REQUIRED TASK:
Copy out every line in the rows below that contains the word "beak".

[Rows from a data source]
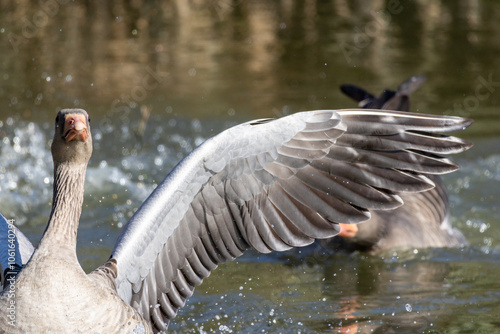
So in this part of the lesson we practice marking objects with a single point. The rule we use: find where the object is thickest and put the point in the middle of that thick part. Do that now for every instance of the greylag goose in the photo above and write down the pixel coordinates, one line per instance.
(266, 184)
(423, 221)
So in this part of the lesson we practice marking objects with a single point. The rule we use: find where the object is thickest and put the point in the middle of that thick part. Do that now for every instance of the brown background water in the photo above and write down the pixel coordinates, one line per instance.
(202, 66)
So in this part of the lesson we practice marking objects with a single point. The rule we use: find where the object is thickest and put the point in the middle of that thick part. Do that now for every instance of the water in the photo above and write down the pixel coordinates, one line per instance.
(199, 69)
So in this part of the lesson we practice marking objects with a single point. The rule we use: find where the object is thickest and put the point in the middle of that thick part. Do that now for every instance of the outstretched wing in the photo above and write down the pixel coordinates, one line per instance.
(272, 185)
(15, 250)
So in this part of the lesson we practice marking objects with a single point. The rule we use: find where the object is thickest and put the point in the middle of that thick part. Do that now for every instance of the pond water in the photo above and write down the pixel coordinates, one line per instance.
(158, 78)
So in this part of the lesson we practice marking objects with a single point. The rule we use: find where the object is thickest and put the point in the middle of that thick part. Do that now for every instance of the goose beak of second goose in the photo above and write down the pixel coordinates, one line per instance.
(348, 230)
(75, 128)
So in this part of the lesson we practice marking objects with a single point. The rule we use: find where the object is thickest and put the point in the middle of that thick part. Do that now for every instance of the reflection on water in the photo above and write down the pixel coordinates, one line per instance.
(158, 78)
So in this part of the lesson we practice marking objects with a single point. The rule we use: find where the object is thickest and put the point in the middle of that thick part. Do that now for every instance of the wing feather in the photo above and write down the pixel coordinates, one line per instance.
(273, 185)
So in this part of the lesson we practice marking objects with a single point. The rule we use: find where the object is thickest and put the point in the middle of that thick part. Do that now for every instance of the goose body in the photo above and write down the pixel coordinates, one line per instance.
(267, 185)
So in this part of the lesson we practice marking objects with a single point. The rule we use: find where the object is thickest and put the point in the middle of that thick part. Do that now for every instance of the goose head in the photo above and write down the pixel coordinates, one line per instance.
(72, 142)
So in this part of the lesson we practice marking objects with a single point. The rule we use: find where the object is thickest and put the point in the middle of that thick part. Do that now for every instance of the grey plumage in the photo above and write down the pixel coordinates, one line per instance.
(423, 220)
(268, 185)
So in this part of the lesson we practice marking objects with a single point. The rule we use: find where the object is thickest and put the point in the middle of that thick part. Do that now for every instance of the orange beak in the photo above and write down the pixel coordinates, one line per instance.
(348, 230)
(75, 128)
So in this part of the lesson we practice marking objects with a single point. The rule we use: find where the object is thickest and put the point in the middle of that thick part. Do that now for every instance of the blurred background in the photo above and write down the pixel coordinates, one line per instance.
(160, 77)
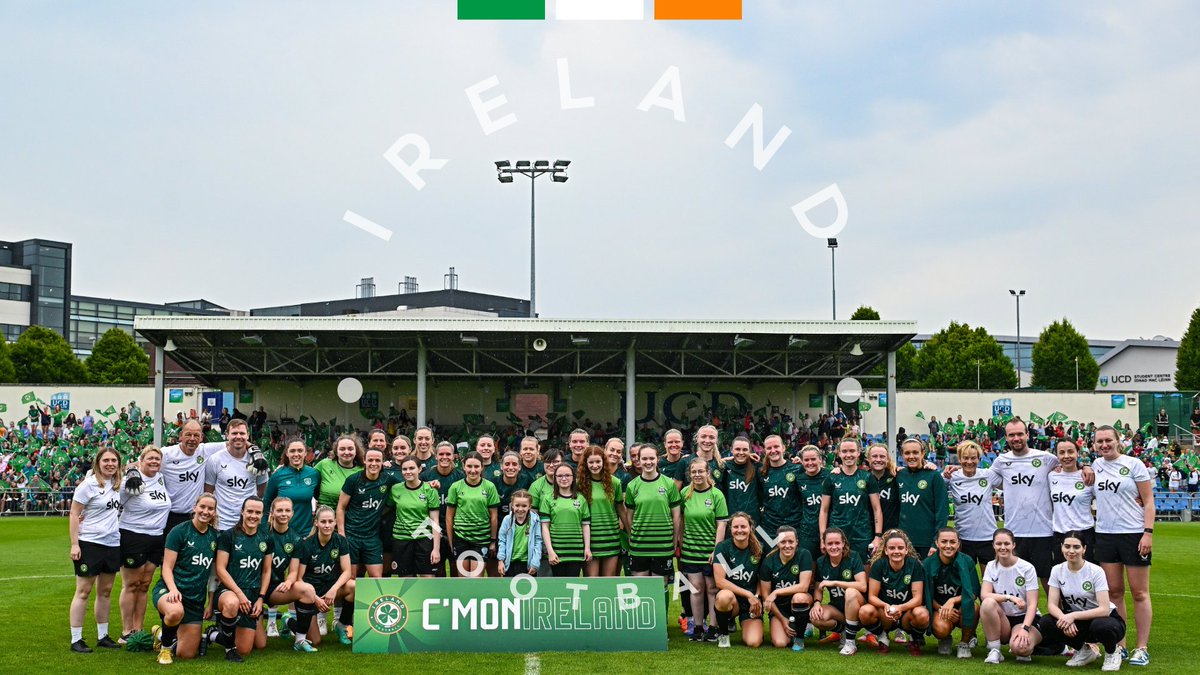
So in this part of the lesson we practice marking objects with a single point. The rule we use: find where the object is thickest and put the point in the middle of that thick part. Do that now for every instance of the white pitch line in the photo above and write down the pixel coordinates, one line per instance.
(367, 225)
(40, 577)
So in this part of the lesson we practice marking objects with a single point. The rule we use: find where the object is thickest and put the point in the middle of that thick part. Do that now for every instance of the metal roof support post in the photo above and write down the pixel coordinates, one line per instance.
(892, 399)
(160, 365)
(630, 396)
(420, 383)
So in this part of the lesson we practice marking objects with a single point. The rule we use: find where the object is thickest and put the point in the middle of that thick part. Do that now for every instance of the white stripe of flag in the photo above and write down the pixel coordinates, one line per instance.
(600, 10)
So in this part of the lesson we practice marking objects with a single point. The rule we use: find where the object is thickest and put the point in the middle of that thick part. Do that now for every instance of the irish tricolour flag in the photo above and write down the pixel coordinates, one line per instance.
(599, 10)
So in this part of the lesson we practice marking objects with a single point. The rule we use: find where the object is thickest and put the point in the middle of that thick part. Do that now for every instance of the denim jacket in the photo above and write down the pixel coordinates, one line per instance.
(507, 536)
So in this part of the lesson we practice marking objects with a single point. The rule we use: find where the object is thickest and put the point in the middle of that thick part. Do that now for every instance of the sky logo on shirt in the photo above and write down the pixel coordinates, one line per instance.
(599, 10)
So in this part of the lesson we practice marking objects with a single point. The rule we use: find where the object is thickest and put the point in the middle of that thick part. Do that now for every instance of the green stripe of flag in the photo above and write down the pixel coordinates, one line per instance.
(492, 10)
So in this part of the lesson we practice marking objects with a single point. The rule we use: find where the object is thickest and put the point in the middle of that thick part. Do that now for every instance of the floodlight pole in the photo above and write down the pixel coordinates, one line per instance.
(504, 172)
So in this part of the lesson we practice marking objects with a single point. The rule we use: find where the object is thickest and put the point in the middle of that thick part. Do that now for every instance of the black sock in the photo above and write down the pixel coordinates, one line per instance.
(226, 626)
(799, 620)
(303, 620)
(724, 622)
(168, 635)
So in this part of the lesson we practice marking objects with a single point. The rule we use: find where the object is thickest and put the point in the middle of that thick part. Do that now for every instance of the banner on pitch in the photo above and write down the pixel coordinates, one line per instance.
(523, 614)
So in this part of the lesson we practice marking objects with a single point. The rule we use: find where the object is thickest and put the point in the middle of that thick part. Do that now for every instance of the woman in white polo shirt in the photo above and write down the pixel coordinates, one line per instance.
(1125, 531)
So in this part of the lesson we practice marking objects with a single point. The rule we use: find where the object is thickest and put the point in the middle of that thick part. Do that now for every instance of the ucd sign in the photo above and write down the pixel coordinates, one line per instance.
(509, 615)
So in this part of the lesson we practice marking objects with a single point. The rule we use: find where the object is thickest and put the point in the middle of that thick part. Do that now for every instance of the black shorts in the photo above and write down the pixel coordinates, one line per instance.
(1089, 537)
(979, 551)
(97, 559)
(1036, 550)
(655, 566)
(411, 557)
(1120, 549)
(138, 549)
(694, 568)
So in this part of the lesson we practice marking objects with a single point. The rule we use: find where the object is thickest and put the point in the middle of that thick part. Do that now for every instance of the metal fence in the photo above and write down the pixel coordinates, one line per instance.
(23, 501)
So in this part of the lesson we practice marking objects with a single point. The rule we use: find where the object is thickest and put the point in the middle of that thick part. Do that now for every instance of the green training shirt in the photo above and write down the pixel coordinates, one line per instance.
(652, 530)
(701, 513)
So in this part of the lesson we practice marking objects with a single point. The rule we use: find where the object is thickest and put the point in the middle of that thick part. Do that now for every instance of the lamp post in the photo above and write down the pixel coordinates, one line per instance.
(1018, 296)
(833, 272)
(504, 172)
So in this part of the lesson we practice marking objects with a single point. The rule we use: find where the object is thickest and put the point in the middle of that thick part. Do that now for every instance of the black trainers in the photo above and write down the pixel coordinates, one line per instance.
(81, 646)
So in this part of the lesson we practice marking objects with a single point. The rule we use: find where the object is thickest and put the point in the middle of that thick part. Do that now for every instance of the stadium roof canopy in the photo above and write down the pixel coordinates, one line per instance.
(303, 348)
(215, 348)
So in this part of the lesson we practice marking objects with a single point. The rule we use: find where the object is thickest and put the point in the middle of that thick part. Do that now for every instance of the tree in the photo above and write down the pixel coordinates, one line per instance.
...
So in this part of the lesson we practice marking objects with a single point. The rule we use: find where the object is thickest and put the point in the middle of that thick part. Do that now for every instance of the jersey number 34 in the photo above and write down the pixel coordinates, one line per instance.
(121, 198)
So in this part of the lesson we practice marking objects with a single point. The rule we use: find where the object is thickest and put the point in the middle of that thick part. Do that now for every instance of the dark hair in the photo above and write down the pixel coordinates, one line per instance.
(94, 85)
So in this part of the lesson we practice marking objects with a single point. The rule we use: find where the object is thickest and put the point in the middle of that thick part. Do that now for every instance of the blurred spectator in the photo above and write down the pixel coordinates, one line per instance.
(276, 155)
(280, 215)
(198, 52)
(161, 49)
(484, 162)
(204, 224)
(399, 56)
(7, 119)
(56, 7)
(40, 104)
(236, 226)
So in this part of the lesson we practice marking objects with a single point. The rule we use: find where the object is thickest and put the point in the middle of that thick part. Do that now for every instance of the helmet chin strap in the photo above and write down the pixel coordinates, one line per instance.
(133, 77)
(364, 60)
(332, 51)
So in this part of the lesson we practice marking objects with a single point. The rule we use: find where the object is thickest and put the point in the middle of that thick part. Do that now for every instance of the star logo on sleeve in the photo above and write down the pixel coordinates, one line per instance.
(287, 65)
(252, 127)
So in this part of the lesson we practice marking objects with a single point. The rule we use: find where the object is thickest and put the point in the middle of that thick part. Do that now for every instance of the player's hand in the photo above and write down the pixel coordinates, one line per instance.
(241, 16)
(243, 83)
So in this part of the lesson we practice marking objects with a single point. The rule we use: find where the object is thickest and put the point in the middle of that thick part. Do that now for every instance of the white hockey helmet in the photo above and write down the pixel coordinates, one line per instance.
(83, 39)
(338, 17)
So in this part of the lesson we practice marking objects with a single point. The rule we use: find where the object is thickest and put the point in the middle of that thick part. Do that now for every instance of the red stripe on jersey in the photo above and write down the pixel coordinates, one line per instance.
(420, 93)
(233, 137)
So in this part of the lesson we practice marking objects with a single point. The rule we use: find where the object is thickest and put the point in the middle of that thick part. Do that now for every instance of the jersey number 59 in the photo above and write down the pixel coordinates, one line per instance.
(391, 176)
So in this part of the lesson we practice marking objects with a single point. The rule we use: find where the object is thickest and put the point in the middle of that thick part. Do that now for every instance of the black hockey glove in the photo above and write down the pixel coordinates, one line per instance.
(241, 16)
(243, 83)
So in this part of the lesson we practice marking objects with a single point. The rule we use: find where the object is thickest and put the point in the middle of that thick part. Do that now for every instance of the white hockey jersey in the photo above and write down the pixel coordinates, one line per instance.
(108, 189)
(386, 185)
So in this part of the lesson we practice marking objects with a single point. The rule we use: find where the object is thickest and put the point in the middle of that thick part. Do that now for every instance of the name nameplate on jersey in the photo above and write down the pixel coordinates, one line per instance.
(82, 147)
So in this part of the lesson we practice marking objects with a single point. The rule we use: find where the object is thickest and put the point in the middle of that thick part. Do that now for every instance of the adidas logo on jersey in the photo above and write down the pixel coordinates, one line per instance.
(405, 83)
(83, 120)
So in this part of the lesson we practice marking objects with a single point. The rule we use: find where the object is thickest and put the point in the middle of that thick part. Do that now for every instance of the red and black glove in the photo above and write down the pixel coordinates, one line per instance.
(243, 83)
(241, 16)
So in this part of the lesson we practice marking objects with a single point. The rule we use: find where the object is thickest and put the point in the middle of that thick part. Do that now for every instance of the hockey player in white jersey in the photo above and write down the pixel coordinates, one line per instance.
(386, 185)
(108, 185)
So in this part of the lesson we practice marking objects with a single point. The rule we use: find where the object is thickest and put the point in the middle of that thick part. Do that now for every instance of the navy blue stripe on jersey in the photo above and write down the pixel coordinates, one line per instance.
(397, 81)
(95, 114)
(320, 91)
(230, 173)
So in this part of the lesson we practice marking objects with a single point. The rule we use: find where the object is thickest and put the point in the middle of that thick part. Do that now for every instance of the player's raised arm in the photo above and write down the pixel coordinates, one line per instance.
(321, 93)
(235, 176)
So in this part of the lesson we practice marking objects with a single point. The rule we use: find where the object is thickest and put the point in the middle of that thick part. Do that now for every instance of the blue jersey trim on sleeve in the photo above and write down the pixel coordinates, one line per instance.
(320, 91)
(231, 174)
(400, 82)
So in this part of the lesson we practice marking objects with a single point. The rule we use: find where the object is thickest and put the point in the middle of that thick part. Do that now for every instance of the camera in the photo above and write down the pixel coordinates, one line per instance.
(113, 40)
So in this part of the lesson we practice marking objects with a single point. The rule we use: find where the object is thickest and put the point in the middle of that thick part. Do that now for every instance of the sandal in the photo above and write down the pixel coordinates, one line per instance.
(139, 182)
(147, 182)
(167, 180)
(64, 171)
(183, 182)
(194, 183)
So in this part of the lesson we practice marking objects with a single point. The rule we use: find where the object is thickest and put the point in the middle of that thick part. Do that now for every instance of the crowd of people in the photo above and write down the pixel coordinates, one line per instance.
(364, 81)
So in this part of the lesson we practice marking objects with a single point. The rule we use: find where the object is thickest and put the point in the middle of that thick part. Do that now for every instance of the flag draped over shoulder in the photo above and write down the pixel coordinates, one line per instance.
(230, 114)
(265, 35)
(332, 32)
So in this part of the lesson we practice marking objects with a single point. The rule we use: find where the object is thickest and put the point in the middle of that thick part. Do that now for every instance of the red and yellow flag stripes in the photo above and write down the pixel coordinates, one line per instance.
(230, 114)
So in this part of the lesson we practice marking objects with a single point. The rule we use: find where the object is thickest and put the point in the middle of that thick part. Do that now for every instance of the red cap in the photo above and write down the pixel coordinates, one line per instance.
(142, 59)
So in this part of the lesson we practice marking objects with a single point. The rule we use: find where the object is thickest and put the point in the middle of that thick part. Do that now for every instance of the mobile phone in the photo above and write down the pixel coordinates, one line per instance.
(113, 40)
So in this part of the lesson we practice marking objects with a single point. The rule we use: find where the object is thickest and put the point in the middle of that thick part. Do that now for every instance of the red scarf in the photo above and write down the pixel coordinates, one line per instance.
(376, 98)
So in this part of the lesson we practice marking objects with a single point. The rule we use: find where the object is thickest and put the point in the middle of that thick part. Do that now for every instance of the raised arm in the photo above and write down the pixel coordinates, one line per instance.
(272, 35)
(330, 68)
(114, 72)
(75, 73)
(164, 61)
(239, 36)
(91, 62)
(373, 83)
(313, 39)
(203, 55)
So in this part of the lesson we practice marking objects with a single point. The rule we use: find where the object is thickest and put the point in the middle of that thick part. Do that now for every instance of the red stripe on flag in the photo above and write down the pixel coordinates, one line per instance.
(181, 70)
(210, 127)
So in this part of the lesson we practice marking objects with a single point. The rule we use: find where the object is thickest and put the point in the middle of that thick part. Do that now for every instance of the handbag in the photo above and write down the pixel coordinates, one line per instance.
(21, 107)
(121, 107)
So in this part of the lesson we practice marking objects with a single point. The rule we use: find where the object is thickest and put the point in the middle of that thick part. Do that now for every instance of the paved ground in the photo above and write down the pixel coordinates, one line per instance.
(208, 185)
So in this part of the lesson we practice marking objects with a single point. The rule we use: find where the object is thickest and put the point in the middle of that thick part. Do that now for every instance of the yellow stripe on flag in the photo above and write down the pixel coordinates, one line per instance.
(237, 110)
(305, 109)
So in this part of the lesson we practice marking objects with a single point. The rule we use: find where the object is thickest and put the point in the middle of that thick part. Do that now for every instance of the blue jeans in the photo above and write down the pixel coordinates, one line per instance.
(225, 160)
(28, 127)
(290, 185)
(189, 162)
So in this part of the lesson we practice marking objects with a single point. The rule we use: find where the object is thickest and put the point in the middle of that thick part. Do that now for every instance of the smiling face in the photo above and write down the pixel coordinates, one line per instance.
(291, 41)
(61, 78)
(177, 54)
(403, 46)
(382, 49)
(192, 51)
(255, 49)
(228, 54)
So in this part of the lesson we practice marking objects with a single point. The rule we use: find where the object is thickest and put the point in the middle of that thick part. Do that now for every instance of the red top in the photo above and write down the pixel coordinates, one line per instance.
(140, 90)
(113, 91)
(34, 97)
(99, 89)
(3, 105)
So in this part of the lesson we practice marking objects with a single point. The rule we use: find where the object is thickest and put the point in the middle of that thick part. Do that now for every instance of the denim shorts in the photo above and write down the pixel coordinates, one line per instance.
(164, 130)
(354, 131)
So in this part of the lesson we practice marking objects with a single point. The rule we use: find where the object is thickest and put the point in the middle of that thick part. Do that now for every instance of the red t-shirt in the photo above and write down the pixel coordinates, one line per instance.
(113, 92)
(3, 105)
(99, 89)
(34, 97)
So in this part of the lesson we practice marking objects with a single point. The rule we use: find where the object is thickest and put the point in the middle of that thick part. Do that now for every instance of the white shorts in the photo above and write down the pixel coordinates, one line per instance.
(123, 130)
...
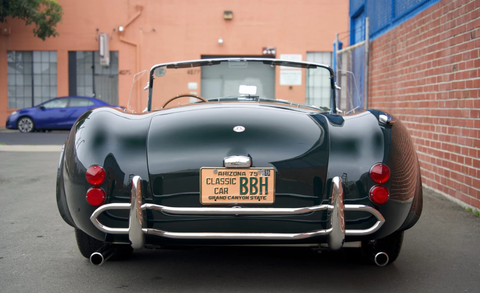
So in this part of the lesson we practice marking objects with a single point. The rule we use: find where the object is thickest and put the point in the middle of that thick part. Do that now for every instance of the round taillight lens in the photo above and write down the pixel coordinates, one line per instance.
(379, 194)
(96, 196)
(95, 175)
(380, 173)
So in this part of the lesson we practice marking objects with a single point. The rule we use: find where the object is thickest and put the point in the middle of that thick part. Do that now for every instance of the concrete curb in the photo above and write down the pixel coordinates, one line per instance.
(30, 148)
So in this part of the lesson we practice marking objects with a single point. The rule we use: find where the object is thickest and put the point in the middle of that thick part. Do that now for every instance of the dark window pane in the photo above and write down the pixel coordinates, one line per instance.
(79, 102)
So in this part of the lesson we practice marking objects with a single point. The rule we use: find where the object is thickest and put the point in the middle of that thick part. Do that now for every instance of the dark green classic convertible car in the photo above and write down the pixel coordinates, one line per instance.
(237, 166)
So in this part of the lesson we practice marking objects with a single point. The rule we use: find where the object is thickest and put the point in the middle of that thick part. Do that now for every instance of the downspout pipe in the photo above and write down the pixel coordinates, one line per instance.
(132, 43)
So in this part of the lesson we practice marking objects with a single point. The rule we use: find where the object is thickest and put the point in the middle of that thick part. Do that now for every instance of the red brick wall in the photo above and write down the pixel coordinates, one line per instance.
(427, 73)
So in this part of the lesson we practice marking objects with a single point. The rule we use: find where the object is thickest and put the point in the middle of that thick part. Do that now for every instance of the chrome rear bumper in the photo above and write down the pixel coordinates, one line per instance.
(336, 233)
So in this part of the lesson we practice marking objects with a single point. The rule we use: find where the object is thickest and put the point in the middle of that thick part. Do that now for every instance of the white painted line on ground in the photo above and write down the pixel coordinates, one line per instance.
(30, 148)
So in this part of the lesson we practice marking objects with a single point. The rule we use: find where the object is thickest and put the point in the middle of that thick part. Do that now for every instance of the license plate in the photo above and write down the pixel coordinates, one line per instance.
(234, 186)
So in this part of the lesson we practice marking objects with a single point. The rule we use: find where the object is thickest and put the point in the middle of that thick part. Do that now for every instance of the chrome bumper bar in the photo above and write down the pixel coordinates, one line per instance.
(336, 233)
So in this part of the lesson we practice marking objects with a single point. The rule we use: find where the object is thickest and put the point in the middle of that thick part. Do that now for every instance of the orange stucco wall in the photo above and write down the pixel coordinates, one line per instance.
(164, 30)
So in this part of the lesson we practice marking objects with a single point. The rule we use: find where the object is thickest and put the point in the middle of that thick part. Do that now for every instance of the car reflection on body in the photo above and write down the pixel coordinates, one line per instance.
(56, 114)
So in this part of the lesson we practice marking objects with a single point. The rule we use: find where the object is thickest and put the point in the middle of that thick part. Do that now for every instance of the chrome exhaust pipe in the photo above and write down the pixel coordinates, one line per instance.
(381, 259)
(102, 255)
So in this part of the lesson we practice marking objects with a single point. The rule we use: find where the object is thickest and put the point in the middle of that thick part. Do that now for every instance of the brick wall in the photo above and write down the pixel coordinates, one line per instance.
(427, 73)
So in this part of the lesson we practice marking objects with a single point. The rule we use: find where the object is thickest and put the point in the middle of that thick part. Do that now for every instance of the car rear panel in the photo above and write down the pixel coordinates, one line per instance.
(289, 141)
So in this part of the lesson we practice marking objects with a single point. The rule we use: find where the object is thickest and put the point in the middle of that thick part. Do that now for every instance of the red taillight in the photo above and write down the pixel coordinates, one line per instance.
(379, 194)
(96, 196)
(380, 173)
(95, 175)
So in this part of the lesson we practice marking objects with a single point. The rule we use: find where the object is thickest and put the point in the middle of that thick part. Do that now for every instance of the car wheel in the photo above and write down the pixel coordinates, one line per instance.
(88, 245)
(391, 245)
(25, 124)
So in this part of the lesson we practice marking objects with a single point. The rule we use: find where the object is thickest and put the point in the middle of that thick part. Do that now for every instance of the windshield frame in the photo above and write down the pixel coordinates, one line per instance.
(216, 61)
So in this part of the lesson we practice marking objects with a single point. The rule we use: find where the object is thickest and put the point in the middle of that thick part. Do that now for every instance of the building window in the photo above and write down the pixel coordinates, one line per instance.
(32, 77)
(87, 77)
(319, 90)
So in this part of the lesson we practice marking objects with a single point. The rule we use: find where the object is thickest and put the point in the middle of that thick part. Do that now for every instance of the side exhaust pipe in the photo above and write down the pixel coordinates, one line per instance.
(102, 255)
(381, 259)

TASK RESULT:
So in this part of the lesson we practice marking objects with a single point. The rule we use: find where the object is thickest and put the point in the middle of that thick part. Do that now for every instance of the goose beak of second goose in the photo above and write down the pixel coordinates, one line per instance.
So in this part of the lesson we practice marking objects with a single point. The rule we use: find where the object is thickest and put the point in the middle of that thick part. Do that now for every instance of the orange beak in the photo above and write down the pixel coordinates, one line per instance.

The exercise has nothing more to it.